[読解文]

コラム

ゆるオタのオススメ~千歳ヲチコチ~

千歳ヲチコチ 

D・キッサン(ドクター・キッサン)著書
一迅社 出版
全8巻 完結

あらすじ 

舞台は平安時代 3流貴族の娘「チコ」と上流貴族の息子だけど出世とか結婚にいまいち興味が持てない「とおる」が偶然交わした一つの文がきっかけで二人の世界が変わって行くちょっと風変わりなラブコメ
平安時代の女性は丸顔でまっすぐな黒髪が美人とされていましたが主人公の「チコ」はちょっと釣り目で「秋の色」をした髪を持ち、なにより虫が好きな風変わりなお姫さまでした。
お父上は僻地の統治を任されているような三流貴族。もういい年だと言うのに結婚のけの字もないし、本人も気にしていない。
そんなチコが友人の「なりちゃん」に書いた文が行方不明に、その内容もまた雅とは程遠い物で・・・でもたまたまこの文を拾った「とおる」は普通の人とは違う着目点に惹かれ一度きりの戯れに返歌を返すことに。
今まで歌を褒められたことが無いチコは思いもよらない相手からの返歌に戸惑いつつも心動かされる。だがとおるは一度きりの戯れに送るだけのつもりだったので自分に関する何の手掛かりも残さなかった為チコは返歌の相手を知ることが出来なかった。(この時とおるは自分を女性と偽る)
返歌をくれた相手を返歌の内容から「秋風の君」と呼び、どうにか会ってみたいと思うようになる。
こうして「秋風の君」を探すチコと宮中で内舎人(うどねり)(※警備員みたいな職種)をしているとおるの奇妙な縁が結ばれる。

魅力 

私がこの漫画で一番の魅力は平安時代が舞台なのにバリバリに横文字が使われている所です。
普通漫画で平安時代を舞台とするときは世界観を壊さないようにその時代の言葉や文化を重んじることが多いです。ですが「千歳ヲチコチ」では横文字もネット用語も使い放題でこの時代を生きる人のリアルな暮らしぶりを見ているような気になります。

[提供データ]
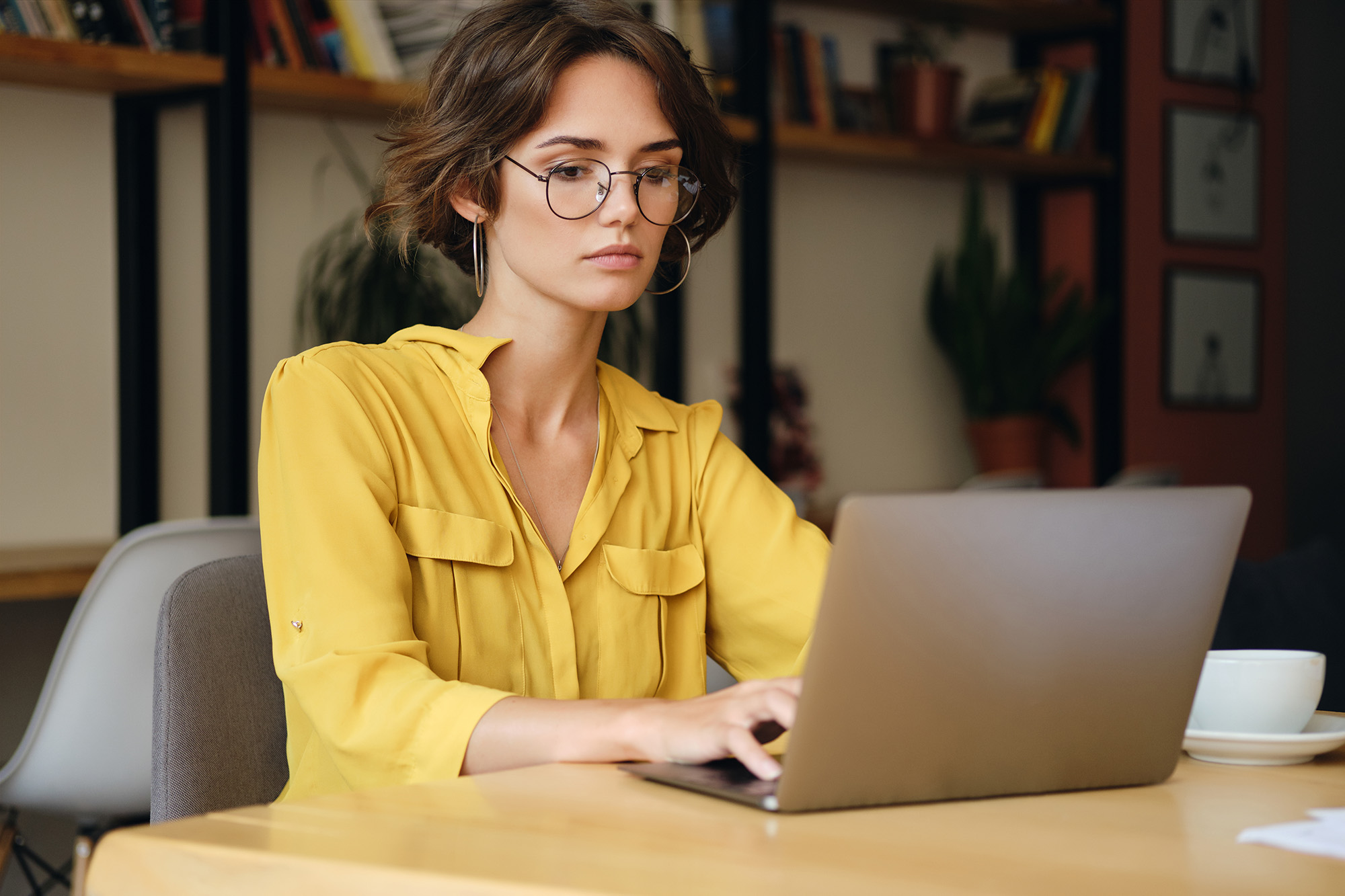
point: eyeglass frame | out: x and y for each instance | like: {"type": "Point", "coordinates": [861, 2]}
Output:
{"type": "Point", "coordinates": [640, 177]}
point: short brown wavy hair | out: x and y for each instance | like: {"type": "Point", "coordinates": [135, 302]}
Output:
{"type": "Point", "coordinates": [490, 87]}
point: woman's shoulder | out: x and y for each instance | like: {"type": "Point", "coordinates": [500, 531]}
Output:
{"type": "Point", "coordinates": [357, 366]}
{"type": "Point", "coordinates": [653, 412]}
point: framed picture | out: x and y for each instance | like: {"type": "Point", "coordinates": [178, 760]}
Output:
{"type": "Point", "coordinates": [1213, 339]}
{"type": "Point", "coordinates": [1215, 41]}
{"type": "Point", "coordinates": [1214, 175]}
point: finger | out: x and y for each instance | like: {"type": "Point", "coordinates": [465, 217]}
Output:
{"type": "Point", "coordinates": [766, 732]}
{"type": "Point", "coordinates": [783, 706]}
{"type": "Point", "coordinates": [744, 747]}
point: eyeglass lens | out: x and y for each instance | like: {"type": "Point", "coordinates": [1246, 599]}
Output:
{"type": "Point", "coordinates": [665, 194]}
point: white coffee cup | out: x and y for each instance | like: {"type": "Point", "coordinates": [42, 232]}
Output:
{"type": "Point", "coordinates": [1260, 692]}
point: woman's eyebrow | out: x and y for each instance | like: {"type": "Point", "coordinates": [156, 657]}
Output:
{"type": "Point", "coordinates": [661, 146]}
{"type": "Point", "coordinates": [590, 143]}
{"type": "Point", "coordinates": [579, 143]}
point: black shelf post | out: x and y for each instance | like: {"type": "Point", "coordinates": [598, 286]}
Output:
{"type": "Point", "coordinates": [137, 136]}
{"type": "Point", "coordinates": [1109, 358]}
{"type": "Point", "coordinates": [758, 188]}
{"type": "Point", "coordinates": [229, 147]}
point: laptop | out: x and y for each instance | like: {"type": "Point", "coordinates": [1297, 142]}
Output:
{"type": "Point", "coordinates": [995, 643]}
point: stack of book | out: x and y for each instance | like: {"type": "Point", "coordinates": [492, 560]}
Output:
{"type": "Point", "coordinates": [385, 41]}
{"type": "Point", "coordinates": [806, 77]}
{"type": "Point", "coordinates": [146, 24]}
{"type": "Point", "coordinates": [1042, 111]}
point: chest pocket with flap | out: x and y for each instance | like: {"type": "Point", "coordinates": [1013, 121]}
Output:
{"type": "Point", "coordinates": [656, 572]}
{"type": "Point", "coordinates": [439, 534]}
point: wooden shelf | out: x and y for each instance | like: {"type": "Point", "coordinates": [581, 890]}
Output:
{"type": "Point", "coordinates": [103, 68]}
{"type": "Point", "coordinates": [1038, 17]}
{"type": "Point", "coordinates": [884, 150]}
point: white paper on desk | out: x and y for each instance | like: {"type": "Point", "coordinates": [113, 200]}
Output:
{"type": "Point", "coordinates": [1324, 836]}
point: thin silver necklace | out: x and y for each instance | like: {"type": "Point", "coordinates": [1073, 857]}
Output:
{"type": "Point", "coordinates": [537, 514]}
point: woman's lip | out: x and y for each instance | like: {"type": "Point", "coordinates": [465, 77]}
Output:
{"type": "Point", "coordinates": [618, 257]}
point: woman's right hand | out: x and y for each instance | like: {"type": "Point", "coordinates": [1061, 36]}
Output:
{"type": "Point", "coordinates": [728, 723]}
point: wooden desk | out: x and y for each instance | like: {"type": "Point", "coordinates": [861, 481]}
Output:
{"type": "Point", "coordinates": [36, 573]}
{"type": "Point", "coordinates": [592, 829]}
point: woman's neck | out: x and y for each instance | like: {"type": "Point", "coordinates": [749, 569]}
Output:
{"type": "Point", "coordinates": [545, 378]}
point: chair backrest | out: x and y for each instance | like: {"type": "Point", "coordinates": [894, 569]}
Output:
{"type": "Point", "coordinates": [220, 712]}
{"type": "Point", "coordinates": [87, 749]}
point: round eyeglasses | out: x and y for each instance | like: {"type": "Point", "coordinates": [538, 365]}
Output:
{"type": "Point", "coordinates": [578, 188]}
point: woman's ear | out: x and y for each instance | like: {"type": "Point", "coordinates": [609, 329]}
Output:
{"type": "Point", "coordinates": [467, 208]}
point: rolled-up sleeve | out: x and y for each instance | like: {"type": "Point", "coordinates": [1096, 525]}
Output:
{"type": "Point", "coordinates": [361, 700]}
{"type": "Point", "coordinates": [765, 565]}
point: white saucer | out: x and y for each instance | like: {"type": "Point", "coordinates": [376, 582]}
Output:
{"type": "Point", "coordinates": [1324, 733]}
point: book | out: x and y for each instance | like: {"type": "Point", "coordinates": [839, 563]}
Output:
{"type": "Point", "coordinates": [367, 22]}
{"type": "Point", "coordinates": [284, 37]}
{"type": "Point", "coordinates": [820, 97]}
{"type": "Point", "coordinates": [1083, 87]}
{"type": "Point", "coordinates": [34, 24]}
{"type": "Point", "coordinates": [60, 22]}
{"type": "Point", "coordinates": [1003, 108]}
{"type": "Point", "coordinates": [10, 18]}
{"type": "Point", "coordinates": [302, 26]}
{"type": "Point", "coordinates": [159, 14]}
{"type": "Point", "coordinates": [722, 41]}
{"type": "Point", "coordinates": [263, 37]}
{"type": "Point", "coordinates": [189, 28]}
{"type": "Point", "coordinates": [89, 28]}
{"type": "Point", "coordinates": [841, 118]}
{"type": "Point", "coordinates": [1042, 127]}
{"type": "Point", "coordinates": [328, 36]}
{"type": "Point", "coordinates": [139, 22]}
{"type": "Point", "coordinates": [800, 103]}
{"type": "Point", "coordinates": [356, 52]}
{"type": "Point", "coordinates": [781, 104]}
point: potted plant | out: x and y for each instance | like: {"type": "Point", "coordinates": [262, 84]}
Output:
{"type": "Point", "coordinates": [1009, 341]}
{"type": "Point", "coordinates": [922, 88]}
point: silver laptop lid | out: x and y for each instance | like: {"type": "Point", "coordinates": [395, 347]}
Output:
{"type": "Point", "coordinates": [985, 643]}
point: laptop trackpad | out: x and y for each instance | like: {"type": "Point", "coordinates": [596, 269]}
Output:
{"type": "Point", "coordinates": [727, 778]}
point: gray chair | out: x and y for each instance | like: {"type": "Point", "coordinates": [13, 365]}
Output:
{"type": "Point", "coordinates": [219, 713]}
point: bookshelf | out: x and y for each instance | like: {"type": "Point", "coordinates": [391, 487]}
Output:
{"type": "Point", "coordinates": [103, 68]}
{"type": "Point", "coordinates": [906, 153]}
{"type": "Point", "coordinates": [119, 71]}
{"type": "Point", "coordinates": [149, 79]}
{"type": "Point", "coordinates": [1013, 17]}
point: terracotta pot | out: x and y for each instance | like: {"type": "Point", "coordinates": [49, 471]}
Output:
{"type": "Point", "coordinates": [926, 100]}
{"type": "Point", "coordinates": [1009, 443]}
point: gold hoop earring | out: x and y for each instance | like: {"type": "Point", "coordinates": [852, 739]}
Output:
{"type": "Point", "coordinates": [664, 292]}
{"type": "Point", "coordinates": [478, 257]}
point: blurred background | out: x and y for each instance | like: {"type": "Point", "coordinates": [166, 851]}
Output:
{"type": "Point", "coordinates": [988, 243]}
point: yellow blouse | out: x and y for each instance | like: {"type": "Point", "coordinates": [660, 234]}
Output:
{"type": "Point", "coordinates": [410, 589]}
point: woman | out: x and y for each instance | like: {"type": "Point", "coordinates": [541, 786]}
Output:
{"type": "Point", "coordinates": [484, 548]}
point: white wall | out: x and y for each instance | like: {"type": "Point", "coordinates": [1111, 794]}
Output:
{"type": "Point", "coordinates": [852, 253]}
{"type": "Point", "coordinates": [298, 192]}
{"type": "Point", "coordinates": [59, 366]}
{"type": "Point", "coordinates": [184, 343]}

--

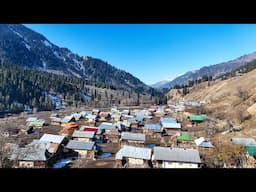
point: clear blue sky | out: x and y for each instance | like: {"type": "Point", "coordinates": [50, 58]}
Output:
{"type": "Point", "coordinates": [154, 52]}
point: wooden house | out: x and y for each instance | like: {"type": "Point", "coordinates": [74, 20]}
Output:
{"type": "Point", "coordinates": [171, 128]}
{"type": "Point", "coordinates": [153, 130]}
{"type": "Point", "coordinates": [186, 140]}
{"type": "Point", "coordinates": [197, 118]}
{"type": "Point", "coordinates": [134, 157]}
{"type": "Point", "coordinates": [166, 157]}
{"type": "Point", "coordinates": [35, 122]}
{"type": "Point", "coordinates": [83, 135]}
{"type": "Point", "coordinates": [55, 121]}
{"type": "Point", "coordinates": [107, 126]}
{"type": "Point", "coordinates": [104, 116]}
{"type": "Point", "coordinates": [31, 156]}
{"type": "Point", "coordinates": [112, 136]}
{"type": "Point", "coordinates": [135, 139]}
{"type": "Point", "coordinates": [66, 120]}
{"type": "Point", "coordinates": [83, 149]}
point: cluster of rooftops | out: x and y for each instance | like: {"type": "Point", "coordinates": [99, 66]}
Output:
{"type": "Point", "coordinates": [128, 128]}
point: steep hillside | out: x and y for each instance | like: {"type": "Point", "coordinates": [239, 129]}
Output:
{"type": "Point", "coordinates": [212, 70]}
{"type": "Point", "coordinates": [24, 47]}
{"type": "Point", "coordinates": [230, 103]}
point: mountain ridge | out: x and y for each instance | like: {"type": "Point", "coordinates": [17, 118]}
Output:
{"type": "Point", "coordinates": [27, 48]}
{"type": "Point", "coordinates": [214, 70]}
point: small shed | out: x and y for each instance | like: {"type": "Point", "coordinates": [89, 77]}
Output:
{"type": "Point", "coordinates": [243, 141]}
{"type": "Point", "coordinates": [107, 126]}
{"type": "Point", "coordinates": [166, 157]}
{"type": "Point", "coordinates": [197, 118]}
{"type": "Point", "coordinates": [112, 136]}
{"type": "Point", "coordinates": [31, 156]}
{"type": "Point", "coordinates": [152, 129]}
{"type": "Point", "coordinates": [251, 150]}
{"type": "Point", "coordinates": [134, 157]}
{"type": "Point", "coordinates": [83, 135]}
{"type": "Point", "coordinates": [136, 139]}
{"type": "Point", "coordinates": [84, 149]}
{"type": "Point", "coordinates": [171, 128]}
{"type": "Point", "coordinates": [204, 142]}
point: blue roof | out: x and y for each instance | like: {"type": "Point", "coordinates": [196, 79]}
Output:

[記述問題 A] 読解文の「普通漫画で平安時代を舞台とするときは」で始まる段落を、主な内容を残したまま箇条書きにまとめてください。
[記述問題 B]
次の(i)〜(iii)が読解文の内容と合うかどうかを、それぞれ「はい」か「いいえ」で答えよ。あわせて、判断の決め手となる読解文の語句をそのまま引用せよ。
(i) チコの父は、僻地の統治を任されるような三流貴族である。
(ii) とおるは返歌に、自分の正体がわかる手掛かりを残した。
(iii) 「千歳ヲチコチ」は全10巻で完結している。
[記述問題 C] 読解文によれば、チコは返歌をくれた相手を何と呼ぶようになったか。

[問題の解答 A]
- 平安時代を舞台にする漫画では、世界観を壊さないよう、ふつうはその時代の言葉や文化を重んじる。
- 「千歳ヲチコチ」では、横文字もネット用語も使い放題である。
- そのため、この時代を生きる人のリアルな暮らしぶりを見ているような気になる。

[問題の解答 B]
(i) はい。「お父上は僻地の統治を任されているような三流貴族。」
(ii) いいえ。「自分に関する何の手掛かりも残さなかった」
(iii) いいえ。「全8巻 完結」

[問題の解答 C] 「秋風の君」と呼ぶようになった。